◆ Records supplied
______________________________
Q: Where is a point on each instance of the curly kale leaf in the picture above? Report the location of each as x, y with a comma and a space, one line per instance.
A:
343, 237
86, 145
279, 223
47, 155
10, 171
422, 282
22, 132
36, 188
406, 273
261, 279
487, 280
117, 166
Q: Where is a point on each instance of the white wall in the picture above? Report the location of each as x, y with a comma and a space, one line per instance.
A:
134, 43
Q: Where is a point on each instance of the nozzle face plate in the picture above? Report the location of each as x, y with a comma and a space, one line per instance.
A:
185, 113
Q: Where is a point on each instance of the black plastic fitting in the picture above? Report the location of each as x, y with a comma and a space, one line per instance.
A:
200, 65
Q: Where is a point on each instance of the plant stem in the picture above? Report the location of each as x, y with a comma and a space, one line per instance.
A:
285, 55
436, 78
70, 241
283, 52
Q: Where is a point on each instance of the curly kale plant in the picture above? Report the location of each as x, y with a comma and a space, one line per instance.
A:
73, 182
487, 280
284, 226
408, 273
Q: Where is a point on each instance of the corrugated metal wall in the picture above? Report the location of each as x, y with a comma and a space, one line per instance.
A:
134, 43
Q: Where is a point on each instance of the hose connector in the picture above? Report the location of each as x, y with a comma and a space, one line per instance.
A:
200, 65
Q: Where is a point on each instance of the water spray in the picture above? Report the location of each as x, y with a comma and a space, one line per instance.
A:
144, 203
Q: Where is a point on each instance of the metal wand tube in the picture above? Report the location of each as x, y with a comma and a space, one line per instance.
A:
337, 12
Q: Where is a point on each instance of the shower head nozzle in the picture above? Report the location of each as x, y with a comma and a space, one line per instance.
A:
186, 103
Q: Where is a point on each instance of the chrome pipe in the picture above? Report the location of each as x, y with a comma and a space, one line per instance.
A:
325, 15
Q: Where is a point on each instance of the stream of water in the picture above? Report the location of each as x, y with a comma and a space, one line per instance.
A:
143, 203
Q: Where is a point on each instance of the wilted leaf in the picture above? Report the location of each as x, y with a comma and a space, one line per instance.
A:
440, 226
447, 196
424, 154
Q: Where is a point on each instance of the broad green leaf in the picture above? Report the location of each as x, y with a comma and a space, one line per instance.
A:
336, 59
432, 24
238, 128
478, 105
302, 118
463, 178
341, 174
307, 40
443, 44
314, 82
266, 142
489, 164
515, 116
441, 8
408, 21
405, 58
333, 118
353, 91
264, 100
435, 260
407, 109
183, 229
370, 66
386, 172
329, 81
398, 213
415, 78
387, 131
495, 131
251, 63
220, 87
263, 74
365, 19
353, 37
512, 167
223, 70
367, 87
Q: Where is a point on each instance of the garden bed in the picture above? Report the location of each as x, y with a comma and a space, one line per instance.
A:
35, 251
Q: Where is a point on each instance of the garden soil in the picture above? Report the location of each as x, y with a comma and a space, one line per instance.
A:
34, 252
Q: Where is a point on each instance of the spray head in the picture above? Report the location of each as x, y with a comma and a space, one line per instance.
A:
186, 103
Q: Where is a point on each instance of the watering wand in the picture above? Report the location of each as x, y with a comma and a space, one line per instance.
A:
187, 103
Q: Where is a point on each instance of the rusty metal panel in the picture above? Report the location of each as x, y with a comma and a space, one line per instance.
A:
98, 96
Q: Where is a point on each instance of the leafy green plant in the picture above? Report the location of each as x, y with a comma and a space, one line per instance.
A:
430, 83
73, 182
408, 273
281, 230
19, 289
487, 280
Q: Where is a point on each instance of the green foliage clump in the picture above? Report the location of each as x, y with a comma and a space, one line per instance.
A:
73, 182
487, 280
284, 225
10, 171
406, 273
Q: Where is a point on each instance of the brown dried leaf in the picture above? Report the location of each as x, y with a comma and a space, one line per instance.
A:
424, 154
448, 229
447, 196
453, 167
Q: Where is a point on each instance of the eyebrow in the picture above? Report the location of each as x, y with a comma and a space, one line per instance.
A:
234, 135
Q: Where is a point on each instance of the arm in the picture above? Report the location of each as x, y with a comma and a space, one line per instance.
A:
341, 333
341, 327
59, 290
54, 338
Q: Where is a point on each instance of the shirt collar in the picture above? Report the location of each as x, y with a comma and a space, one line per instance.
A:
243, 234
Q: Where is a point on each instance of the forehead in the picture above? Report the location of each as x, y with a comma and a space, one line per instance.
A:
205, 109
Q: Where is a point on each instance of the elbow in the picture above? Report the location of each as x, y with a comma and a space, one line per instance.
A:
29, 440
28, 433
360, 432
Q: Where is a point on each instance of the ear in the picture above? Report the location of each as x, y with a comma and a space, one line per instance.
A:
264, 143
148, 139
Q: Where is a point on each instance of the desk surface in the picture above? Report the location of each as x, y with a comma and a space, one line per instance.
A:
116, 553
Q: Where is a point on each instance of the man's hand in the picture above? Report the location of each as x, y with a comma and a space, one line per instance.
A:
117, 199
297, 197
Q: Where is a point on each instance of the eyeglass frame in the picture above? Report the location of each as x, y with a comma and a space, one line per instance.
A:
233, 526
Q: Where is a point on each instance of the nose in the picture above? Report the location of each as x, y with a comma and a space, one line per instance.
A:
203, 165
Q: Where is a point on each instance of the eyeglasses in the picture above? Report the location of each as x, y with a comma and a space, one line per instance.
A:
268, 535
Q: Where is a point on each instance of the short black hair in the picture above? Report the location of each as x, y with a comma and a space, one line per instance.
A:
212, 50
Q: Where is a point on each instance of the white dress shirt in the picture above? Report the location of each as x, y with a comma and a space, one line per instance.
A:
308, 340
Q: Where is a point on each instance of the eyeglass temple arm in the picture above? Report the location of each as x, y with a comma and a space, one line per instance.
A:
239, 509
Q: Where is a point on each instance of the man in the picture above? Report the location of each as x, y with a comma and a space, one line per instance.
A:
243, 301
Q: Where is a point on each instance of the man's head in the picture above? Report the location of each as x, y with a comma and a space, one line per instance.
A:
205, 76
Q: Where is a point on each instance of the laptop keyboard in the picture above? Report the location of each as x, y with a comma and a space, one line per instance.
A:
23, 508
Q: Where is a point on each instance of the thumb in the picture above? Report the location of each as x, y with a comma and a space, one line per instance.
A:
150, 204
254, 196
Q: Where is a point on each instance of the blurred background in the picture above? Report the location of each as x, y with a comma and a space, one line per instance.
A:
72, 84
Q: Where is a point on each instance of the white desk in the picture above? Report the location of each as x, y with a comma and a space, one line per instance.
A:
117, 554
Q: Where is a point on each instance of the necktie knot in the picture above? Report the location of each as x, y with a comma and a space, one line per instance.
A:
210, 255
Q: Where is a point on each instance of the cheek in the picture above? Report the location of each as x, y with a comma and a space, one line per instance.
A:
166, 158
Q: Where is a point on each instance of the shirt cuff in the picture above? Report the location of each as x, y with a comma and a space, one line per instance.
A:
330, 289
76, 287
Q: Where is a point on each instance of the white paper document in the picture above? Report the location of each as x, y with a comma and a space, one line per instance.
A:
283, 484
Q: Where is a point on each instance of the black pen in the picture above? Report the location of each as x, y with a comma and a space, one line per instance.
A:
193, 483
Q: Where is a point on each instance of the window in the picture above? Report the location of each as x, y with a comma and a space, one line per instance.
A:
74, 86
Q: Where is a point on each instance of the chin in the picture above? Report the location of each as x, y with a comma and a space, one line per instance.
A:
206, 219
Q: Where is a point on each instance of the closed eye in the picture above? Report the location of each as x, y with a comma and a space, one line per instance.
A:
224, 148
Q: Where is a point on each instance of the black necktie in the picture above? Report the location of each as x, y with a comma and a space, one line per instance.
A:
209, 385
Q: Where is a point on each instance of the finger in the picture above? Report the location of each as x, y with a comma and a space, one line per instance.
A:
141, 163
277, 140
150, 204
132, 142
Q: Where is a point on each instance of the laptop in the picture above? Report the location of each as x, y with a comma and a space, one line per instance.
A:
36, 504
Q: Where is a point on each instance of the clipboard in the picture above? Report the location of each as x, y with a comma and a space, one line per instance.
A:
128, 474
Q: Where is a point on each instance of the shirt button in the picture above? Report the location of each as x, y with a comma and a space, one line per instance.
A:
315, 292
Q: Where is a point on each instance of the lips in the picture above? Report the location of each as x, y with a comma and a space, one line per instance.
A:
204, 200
______________________________
◆ Short exercise
Keep only the lines from the one containing "Q: Where is a point on each instance of the finger" to the end of the entries, and repeat them exactly.

◆ Response
Q: Where is a point on each instance of the finger in the picture above? Report the location of each as x, y with a comma and a space, one line per instance.
A:
141, 163
277, 140
150, 204
132, 142
Q: Where is a point on each instance of the laptop in the picture above? Report the location of each as x, y with a comma and a space, one line per instance.
A:
36, 504
Q: Where is a point on each instance of the clipboard in the picture above? Report the location of each as x, y with a comma and a space, one line per instance.
A:
128, 474
Q: Where is a point on each instance of the shirt button in the picture above? Report the location of each as x, y with a comma and a space, one line per instance.
A:
315, 292
Q: Where is a point on each instance of the lips in the picture above? Report the location of each as x, y with a comma and a space, one line per instance.
A:
204, 200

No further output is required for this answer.